RECORDS SUPPLIED:
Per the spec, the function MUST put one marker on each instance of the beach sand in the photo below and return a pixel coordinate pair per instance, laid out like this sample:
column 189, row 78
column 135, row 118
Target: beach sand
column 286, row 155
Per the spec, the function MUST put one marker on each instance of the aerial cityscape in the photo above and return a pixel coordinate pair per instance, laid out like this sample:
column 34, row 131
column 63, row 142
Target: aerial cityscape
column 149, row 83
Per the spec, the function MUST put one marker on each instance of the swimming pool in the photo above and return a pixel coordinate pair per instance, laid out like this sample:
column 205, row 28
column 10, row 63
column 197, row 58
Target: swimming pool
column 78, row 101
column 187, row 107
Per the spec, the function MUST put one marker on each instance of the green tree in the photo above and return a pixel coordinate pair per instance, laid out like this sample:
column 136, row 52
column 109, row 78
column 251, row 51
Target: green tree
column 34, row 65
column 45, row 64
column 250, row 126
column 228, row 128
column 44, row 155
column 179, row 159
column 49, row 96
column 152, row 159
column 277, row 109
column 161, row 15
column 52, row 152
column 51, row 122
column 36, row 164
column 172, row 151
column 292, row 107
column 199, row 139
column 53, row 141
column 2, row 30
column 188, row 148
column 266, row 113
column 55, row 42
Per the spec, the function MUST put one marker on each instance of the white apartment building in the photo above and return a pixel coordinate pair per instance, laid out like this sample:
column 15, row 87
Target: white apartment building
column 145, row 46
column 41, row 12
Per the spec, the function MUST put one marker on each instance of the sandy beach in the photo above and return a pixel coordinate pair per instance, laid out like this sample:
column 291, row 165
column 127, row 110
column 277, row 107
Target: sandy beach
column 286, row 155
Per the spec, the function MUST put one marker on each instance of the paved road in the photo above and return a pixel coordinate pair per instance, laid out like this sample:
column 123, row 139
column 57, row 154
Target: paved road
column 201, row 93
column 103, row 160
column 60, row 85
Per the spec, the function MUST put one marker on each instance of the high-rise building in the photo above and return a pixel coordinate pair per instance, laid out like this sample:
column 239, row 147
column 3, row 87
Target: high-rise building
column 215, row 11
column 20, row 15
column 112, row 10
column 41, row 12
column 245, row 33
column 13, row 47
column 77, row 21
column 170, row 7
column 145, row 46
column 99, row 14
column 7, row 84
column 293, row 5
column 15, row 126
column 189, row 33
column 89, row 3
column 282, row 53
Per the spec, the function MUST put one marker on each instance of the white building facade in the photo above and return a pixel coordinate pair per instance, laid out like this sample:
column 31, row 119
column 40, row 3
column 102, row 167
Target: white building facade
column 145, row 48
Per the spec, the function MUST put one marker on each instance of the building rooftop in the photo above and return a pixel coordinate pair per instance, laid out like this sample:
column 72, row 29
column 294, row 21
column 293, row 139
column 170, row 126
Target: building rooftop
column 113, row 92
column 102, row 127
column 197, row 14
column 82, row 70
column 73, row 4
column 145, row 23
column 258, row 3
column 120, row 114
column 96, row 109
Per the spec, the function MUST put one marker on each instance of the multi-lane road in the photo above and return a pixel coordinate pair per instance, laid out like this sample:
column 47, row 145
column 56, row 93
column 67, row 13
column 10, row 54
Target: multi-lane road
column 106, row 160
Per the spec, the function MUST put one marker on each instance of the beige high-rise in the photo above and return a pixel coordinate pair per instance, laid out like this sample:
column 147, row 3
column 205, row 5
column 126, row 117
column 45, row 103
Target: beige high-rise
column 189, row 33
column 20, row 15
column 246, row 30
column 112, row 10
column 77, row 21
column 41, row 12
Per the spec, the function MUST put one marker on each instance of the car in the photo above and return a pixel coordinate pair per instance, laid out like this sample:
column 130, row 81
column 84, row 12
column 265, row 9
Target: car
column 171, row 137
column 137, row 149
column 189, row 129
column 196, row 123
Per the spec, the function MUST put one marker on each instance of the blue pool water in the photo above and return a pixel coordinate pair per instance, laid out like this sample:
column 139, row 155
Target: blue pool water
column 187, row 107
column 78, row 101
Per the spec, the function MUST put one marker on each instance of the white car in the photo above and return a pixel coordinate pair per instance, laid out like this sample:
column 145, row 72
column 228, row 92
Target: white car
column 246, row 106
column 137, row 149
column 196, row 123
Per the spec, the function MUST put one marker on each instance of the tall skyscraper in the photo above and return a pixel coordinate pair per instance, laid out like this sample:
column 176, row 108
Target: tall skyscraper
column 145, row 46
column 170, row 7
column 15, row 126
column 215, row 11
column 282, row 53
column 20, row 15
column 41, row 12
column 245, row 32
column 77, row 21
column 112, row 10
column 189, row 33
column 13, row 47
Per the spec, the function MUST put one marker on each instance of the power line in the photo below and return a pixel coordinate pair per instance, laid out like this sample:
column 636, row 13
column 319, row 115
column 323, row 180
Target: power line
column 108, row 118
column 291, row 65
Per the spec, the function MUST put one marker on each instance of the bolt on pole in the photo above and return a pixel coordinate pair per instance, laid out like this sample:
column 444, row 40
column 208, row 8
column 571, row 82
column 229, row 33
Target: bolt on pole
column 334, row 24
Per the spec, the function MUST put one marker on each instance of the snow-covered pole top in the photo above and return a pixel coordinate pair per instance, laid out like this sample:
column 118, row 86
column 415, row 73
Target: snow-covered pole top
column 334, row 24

HOW TO COMPLETE THIS TASK:
Your answer should be one number: how many lines in the preceding listing hold "below".

FINISHED TASK:
2